_Passage to read_
To improve remote access security across your organization:

  • Mandate multi-factor authentication (MFA) for every remote login, VPN, RDP, and all collaboration platforms. No exceptions.
  • Audit default configurations on team tools. In Microsoft Teams, disable external tenant communication where it isn’t needed. In Slack, restrict external sharing permissions.
  • Enforce endpoint protection on all devices accessing company systems, whether company-issued or personal.
  • Segment your network so a compromised remote connection doesn’t give lateral access to the whole environment.
  • Run regular security audits on VPN configurations and remote access policies as your workforce and tools evolve.

5. Inadequate Backup and Recovery Processes

When everything else fails, a solid backup and disaster recovery plan is what keeps you in business. Companies that skip this step don’t just face a security incident, they face an existential one.

Ransomware attacks hit 59% of organizations in 2024 (Sophos). The average ransom payment jumped from $400,000 in 2023 to $2 million in 2024. And paying up doesn’t guarantee resolution: in 2024, 84% of victims paid ransoms but only 47% got their data back uncorrupted (Spin.AI).

Perhaps most troubling: 78% of organizations attacked in 2023 were breached again in 2024, with 63% of repeat victims asked to pay even higher ransoms the second time. Without a recovery plan, you’re not just vulnerable to one attack, you become a repeat target.

“Without adequate backups, you might feel compelled to pay ransoms in ransomware attacks to regain access to important data and systems.”

Inadequate backup processes take several forms, no backup strategy at all, backups stored on the same network as production systems (making them just as vulnerable), cloud backups without isolation, and untested backups that fail when they’re actually needed. Research found that 58% of data backups fail when tested in real recovery scenarios.

The 3-2-1 backup rule exists for a reason: maintain 3 copies of your data, stored on at least 2 different types of media, with 1 copy kept off-site. Cloud-based solutions can handle the redundancy and geographic isolation components effectively.

To build a backup and recovery process that actually protects your business:

  • Develop a documented disaster recovery plan (DRP) with step-by-step procedures for restoring systems after a cyberattack. Test it quarterly, not just annually.
  • Follow the 3-2-1 backup rule and ensure at least one copy is air-gapped or isolated from your production network environment.
  • Use cloud-based solutions for redundancy, geographic flexibility, and rapid recovery of services.
  • Test your backups regularly under realistic conditions. A backup that’s never been restored is a backup you can’t trust.
  • Set recovery time objectives (RTOs) and recovery point objectives (RPOs) so you know exactly how fast you need to recover and how much data loss is acceptable.

In Summary

The five cybersecurity mistakes businesses make most often, neglecting employee training, poor supply chain visibility, underestimating API vulnerabilities, weak remote access security, and inadequate backup and recovery processes, share a common thread: they’re all fixable.

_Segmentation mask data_

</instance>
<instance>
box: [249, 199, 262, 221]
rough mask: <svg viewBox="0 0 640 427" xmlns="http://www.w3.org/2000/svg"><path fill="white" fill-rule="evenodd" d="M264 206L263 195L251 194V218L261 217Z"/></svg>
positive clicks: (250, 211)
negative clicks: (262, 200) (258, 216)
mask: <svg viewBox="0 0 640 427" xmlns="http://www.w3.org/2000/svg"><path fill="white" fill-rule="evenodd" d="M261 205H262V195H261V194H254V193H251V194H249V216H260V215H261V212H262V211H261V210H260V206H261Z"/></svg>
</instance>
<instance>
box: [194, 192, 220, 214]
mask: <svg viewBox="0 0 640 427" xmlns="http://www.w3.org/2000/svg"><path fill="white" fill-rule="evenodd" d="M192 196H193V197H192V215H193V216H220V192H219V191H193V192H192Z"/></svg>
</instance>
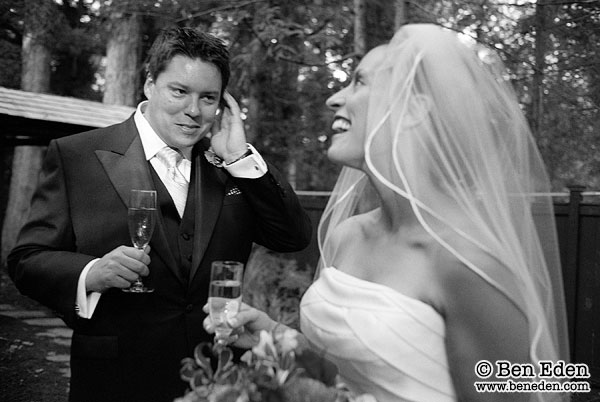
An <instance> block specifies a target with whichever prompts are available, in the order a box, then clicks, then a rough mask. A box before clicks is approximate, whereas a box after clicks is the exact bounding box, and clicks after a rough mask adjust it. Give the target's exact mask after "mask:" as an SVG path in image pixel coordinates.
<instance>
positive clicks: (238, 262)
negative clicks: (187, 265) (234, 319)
mask: <svg viewBox="0 0 600 402" xmlns="http://www.w3.org/2000/svg"><path fill="white" fill-rule="evenodd" d="M243 275H244V264H242V263H241V262H238V261H214V262H213V263H212V266H211V271H210V289H209V291H208V306H209V314H210V318H211V319H212V322H213V324H214V325H215V339H216V343H217V344H219V345H224V344H226V343H227V341H226V338H227V337H228V336H229V335H230V334H231V332H232V330H233V329H232V328H231V326H230V325H229V322H228V320H230V319H231V318H233V317H235V316H236V315H237V313H238V312H239V311H240V306H241V304H242V278H243Z"/></svg>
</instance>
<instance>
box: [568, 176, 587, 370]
mask: <svg viewBox="0 0 600 402" xmlns="http://www.w3.org/2000/svg"><path fill="white" fill-rule="evenodd" d="M568 187H569V193H570V195H569V215H568V220H567V222H568V223H567V233H568V235H567V237H566V243H567V244H566V256H565V264H564V266H563V267H562V270H563V283H564V288H565V301H566V304H567V306H566V307H567V321H568V324H569V350H570V351H571V360H573V358H574V357H575V356H574V351H575V336H576V334H575V327H576V325H575V324H576V322H577V281H578V276H579V266H578V264H579V210H580V205H581V201H582V199H583V197H582V195H581V193H582V192H583V191H584V190H585V186H580V185H571V186H568Z"/></svg>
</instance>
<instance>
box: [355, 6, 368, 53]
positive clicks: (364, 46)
mask: <svg viewBox="0 0 600 402" xmlns="http://www.w3.org/2000/svg"><path fill="white" fill-rule="evenodd" d="M354 53H356V54H357V55H358V57H359V58H360V57H362V56H364V55H365V54H366V53H367V2H366V0H354Z"/></svg>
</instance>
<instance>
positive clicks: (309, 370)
mask: <svg viewBox="0 0 600 402" xmlns="http://www.w3.org/2000/svg"><path fill="white" fill-rule="evenodd" d="M259 336H260V339H259V342H258V344H257V345H256V346H254V347H253V348H252V350H249V351H247V352H246V353H245V354H244V355H243V356H242V357H241V359H240V363H239V364H234V362H233V352H232V350H231V349H229V348H228V347H224V346H221V345H218V344H216V345H211V344H208V343H202V344H200V345H198V346H196V348H195V350H194V357H193V358H191V357H188V358H185V359H183V360H182V362H181V370H180V375H181V378H182V379H183V380H184V381H186V382H188V384H189V386H190V388H189V391H188V392H187V393H186V394H185V395H184V396H183V397H181V398H177V399H176V400H175V401H174V402H271V401H277V402H300V401H303V402H312V401H319V402H376V401H375V399H374V398H373V397H372V396H370V395H361V396H355V395H353V394H352V393H351V392H350V391H348V390H347V389H345V388H344V386H343V385H342V384H341V383H340V382H339V381H338V383H337V384H335V385H334V384H329V385H328V383H331V381H329V380H328V377H331V373H325V374H326V375H324V374H323V373H324V371H323V370H322V369H316V370H315V367H310V366H316V365H319V364H316V360H315V359H314V357H309V358H307V356H306V355H307V354H308V353H309V352H308V351H306V350H301V349H300V348H299V342H298V332H297V331H296V330H293V329H286V330H285V331H281V332H278V333H277V334H276V335H274V334H272V333H270V332H267V331H261V333H260V334H259ZM319 359H320V358H319ZM215 360H216V364H215V365H214V366H213V362H214V361H215ZM329 364H330V363H329ZM321 365H322V364H321ZM213 367H216V368H215V369H213ZM329 367H331V365H330V366H329ZM315 373H321V374H318V375H315Z"/></svg>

_Task requirements_
A. In the cybersecurity passage, what share of data backups failed when tested in real recovery scenarios?
B. Translate this sentence from the cybersecurity passage into Spanish: "A backup that’s never been restored is a backup you can’t trust."

_Answers below_
A. 58%

B. Una copia de seguridad que nunca se ha restaurado es una copia de seguridad en la que no se puede confiar.